_Material provided_
★ ★ ★ ★ ★
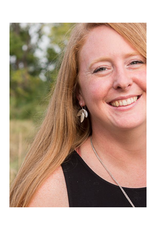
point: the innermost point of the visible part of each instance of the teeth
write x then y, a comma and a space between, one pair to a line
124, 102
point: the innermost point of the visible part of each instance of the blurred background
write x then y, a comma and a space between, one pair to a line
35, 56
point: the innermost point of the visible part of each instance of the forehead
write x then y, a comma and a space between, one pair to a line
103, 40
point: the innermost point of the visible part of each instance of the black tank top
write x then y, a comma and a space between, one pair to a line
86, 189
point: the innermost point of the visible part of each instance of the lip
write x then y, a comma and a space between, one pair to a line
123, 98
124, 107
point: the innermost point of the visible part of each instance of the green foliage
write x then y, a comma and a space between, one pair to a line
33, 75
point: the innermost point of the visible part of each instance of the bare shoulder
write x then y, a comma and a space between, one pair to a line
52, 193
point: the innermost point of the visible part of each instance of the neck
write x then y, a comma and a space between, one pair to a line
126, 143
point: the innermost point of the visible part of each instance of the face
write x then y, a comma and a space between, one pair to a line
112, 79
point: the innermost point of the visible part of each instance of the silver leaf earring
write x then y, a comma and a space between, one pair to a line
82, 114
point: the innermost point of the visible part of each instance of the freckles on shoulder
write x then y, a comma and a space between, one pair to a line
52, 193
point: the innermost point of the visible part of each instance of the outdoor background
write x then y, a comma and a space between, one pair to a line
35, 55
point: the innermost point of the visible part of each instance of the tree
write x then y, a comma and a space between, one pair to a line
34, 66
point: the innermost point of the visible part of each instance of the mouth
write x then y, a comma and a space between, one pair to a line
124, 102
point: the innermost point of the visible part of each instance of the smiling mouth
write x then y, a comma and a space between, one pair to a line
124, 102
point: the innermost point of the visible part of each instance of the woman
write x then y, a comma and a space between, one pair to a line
★ ★ ★ ★ ★
_Problem to work on_
Output the full set of records above without changing a word, and drop the images.

_Expected output_
point: the innermost point of the visible part of each instance of the teeth
write x then y, a comma and a space between, one pair to a line
124, 102
point: the innermost point of the visible part of each instance of the blurred background
write x then y, a comma and a space between, one pair to a line
35, 56
point: the innermost point of the visible part of each instance of the forehead
write x then y, a comma and a space between, one pair to a line
103, 40
point: the innermost point of the visible part of each instance of the black tank top
write x then y, a comma and a space between, one pair to a line
86, 189
point: the innermost point of the visible part of each instance of the lip
write x then y, a comma and a space between, one pair to a line
123, 98
124, 107
point: the innermost point of the visible part of each instance of the green foliage
write x then y, a comma and a space between, one pair to a line
33, 75
point: the innermost point of the visible part of each instance of the bare shoulder
write x then y, a comma and a space between, one pair to a line
52, 193
point: the innermost point of the visible part of each instance of the neck
write x then y, a comma and a space between, one pair to a line
126, 143
point: the innermost point of the visible part of each instance of the face
write x then y, a comma and a space between, one pair to a line
112, 79
point: the innermost point of the visible part of each instance of the silver leaf earring
write x then y, a comma and a space between, one pair to a line
82, 114
point: the innermost point of the visible part of each instance of the freckles on shoulder
write x then y, a comma and a space between, one pair to a line
52, 193
point: the innermost point of the visible part of each instance of the outdoor background
write x then y, a comma and a space between, one pair to a line
35, 55
point: the innermost point of the visible part of each instance of the tree
write x then y, a comma and a space between, one pair to a line
34, 66
point: the innermost point of the visible part of each instance of the mouth
write x then y, a comma and a space between, one pair to a line
124, 102
point: the innermost point of the visible part of each instance of the smiling mouth
write x then y, a comma and a space between, one pair to a line
124, 102
point: the innermost point of the visible part of each instance of the woman
write x then y, a comma and a space between, one pair to a line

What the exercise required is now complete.